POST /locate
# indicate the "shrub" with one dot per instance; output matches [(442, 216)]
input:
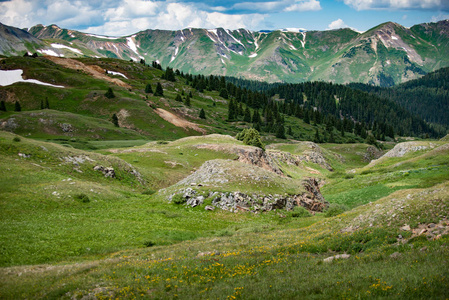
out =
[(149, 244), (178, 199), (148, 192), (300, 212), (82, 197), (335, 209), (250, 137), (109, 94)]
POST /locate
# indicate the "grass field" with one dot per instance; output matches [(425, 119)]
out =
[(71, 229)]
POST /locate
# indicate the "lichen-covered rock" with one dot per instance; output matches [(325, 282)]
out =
-*-*-
Can you write out the whole listing above, character for character, and leave out the pictures?

## Output for this task
POST /locate
# indicate the "shrub" with one dot per instance; output matches [(442, 216)]
input:
out =
[(149, 244), (178, 199), (148, 192), (300, 212), (82, 197), (335, 209), (250, 137), (109, 94)]
POST /locate
# indicate the "grass field" with one dot per instance; output matches [(425, 119)]
out =
[(71, 229)]
POST /locate
# indicate the "lichen-covered rock" with one dot per instance; output matches [(325, 282)]
out =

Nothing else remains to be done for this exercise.